====== Data to use ======

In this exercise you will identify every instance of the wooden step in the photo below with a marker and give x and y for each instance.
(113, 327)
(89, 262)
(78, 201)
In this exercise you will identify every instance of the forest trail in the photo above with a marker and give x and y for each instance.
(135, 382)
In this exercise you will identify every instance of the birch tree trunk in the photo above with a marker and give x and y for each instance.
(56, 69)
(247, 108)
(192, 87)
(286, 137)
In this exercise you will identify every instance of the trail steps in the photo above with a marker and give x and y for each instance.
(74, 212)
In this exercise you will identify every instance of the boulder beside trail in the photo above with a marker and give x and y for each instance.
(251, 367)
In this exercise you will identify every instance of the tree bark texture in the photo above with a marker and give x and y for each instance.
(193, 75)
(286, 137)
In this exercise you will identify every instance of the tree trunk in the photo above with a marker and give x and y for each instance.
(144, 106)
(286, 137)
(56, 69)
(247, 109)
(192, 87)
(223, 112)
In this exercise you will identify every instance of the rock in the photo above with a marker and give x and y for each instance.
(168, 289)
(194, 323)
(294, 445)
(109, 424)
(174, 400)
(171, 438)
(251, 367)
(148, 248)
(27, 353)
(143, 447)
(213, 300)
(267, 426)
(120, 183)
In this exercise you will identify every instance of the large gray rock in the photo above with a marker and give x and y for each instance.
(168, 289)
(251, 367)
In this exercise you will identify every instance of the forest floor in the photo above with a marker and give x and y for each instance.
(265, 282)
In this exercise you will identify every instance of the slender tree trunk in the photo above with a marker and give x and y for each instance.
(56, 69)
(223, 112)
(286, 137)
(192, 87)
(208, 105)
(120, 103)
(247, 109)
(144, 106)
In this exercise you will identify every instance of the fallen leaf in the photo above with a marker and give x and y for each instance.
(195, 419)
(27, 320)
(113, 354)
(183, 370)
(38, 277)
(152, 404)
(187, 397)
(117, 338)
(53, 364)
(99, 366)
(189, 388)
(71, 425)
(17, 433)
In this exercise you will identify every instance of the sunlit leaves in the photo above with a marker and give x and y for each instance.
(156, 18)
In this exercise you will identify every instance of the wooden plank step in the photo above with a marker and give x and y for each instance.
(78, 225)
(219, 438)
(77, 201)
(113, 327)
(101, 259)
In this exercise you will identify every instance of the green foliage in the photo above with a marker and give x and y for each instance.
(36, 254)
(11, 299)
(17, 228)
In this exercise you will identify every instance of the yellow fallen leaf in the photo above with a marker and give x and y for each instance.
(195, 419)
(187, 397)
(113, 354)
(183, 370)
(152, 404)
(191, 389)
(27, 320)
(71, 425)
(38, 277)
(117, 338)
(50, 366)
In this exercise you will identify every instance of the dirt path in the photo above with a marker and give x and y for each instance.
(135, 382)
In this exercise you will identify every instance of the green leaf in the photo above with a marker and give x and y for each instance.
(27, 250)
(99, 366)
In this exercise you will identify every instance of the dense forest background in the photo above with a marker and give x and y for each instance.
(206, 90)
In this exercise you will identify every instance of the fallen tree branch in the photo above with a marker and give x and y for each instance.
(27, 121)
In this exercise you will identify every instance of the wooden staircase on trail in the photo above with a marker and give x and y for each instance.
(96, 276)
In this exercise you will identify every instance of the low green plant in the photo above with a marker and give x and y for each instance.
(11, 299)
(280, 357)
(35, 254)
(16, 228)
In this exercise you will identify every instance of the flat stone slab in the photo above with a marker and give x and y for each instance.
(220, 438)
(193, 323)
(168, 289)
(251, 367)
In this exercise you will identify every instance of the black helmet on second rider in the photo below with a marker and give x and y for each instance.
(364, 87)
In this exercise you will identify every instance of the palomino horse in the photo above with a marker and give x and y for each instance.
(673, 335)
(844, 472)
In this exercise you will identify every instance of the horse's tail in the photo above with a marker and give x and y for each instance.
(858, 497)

======

What the task asks: Retype all of the rows above, keeping every line the same.

Solved exercise:
In this exercise you will identify every instance of the wooden step in the photo below with a marker and give x and y for each instance.
(113, 327)
(89, 262)
(78, 201)
In this exercise you will identify every instance of the forest trail in the photo above with a marker and give x and y for each instance.
(135, 382)
In this exercise you will identify every instance of the birch tree trunk in the photo above with a marker and give x and y for each instance.
(56, 69)
(247, 108)
(192, 87)
(286, 137)
In this exercise you will identify every instance of the trail steps in the photo above with a marker and give x and y for each instance.
(74, 212)
In this exercise you will identify every instance of the boulder beside trail in the photo above with a marker and give x and y for each instance.
(251, 367)
In this exercise you will identify every instance of the tree bark texture in the photo above with a marker and give x and y for each instance.
(193, 75)
(286, 137)
In this exercise you will identify every instance of the tree trunk in the photo above with a marker and give x and y for each instance.
(144, 106)
(286, 137)
(56, 69)
(247, 109)
(192, 87)
(223, 112)
In this exercise you will identify every instance of the rock in the photo above with a marker and give x and y for each instance.
(168, 289)
(194, 323)
(294, 445)
(109, 424)
(174, 400)
(171, 438)
(251, 367)
(148, 248)
(27, 353)
(143, 447)
(213, 300)
(267, 426)
(120, 183)
In this exercise you will identify every instance of the large gray rock in the photo above with a marker and give x and y for each instance.
(168, 289)
(251, 367)
In this exercise you will identify every instance of the forest floor in the photo above with a marker and give x and y for each instance.
(265, 282)
In this exercise you will identify every instance of the slender tree trunk in the photo above with a marker and give x and y for each instance.
(56, 69)
(223, 112)
(286, 137)
(192, 87)
(208, 105)
(120, 103)
(247, 109)
(144, 106)
In this exercise you will identify every instance of the fallen leaf in the photo above with a marker and give x and y for each instance.
(195, 419)
(27, 320)
(113, 354)
(183, 370)
(38, 277)
(152, 404)
(187, 397)
(117, 338)
(53, 364)
(99, 366)
(189, 388)
(71, 425)
(17, 433)
In this exercise you will identify every instance of the sunlit leaves in the photo above with a marker and give x and y for each instance.
(156, 18)
In this exercise you will identify every instance of the wooden plank step in the photo above with a marker and give x and y for each instance.
(78, 225)
(219, 438)
(77, 201)
(113, 327)
(101, 259)
In this exercise you will identify every instance of the green foliage in the photo above with a marker and give x and y for each instance.
(36, 254)
(11, 299)
(17, 228)
In this exercise you will identify every instance of the yellow fallen leaf in the photo above with a marker and give x and y for each instance.
(195, 419)
(187, 397)
(113, 354)
(183, 370)
(152, 404)
(191, 389)
(27, 320)
(71, 425)
(38, 277)
(117, 338)
(50, 366)
In this exercise you will identify every instance of the dirt path in the photo above with a marker and give x and y for each instance.
(135, 382)
In this exercise you will identify every instance of the green leaf in the photo above with a marker and give x and y for each instance.
(27, 250)
(99, 366)
In this exercise you will identify every instance of the dense forest background in the photo above with a marker and give x and y for each instance.
(206, 90)
In this exercise you will identify every instance of the fallen tree branch in the photo above with a marker and give x and y for each instance.
(27, 121)
In this exercise you will identify every instance of the wooden staircase on trail in the photo above with a marker and give x and y for each instance.
(96, 276)
In this exercise you will identify every instance of the low green plant in the photo above with a marker and give x and y for each instance.
(11, 299)
(280, 357)
(35, 254)
(16, 228)
In this exercise you will identify every instance of the flat stone slab in the photo above with a marker and give x and y for each instance.
(220, 438)
(193, 323)
(168, 289)
(251, 367)
In this exercise you will identify every instance of the black helmet on second rider in the photo below with a marker and give x and y for each instance.
(364, 87)
In this exercise you will identify every instance of the palomino horse in the photo above with a marker and give x and y for each instance.
(673, 335)
(844, 472)
In this exercise you will identify every instance of the horse's tail in the photo above with a marker and give x and y for each instance.
(858, 497)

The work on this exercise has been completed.